• THINGS TO DO:
a) Please return the passage on Indigenous-language schooling in Odisha word for word, starting at "Sikshasandhan, a local" and ending at "government-funded public schools.".
b) In the passage on Indigenous-language schooling in Odisha, how many schools did district officials eventually expand the volunteer program to?

• SOURCE TEXT:
A short while later, Sasmita Sing Banara, a multilingual education (MLE) teacher gathers some of the students in a circle and begins to read aloud in the Ho language from a second-grade textbook. “It dances when it sees the dark clouds. What is it called?” she asks, pointing at a picture of a peacock. “Mara,” the children sing back. “Yes, that’s the word in Ho. And what is it called in Odiya?” she asks. “Mayuro,” the children respond.
Odisha is the state with the second-highest Indigenous population in India, home to as many as 62 Indigenous communities, including the Ho. But the sounds of their languages don’t often reverberate through the classrooms this way.
India is linguistically diverse countries in the world, but its constitution officially recognizes only 22 of the hundreds of existing languages, and these are the ones taught or used in schools. India’s census dismisses altogether languages spoken by fewer than 10,000 people. Since independent India’s state borders were first along linguistic lines in 1956, certain languages with territorial majorities and scripts have gained social and political power. Indigenous languages, in contrast, have been marginalized, along with those who speak them.
This has led to that at least 400 of the 780 languages currently spoken in India are at the risk of extinction in the next 50 years. The ones most at risk are those used by Indigenous communities, and the consequences of their loss is grave, experts warn. These languages hold the knowledge of the communities’ ecological surroundings, agricultural activities, and social relations—and also encapsulate some of the oldest historical memories, says Ganesh Devy, a literary scholar who, starting in 2010, led a project called the People’s Linguistic Survey of India. Over a span of three years, he and a team of 3,500 volunteers aimed to document India’s linguistic diversity. With the help of an 80-person editorial team, the survey’s findings were published in 50 academic volumes.
“In oral traditions, these memories continue to go to the next generation, keeping the communities intact,” he says. When the languages are lost, so too are the communities often lost.
For decades, a growing number of studies and policy recommendations in India have noted that the language gap in classrooms serves as a major cause of poor learning, retention, and self-esteem for Indigenous students.
On paper, Odisha has taken these concerns seriously. Banara was one of about 3,400 language teachers appointed after 2014 when Odisha a mother-tongue-based multilingual education program focused on Indigenous communities. Through an official policy, the state mandated that lessons in early grades be imparted in a child’s own language, and became the first—and currently only—state in India to do so.
In the face of crippling poverty at home, Banara managed to complete her secondary schooling before getting married. She says her family practiced subsistence farming, and she did not know of anything else she could do for work. But in 2011, when she was about 21, an opportunity came up.
Sikshasandhan, a local nonprofit working on education, was hiring volunteers from Indigenous communities to assist government school teachers, who usually did not belong to the local communities themselves or speak the children’s languages. The organization ensured that the government was on board, and also provided training and salaries to the MLE volunteers. District officials eventually supported and expanded the program to 176 schools.
The program was borne out of Sikshasandhan’s decade-long experience of running alternative education centers whose teachers, curriculum, and functioning were all rooted in the Indigenous communities that the students belonged to. The idea was to transfer the same learning and format to government-funded public schools.
Banara began work as an MLE volunteer. And in 2014, when the state government advertised for the recruitment of language teachers, Sikshasandhan encouraged and trained Banara and other volunteers to apply so they could effect change within the government system. Following a language test and interview, Banara was hired as an MLE teacher.

• AVAILABLE DATA:
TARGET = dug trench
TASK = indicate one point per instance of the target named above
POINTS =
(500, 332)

• ANSWERS TO THE EXERCISES:
a)
Sikshasandhan, a local nonprofit working on education, was hiring volunteers from Indigenous communities to assist government school teachers, who usually did not belong to the local communities themselves or speak the children’s languages. The organization ensured that the government was on board, and also provided training and salaries to the MLE volunteers. District officials eventually supported and expanded the program to 176 schools.
The program was borne out of Sikshasandhan’s decade-long experience of running alternative education centers whose teachers, curriculum, and functioning were all rooted in the Indigenous communities that the students belonged to. The idea was to transfer the same learning and format to government-funded public schools.

b) 176 schools.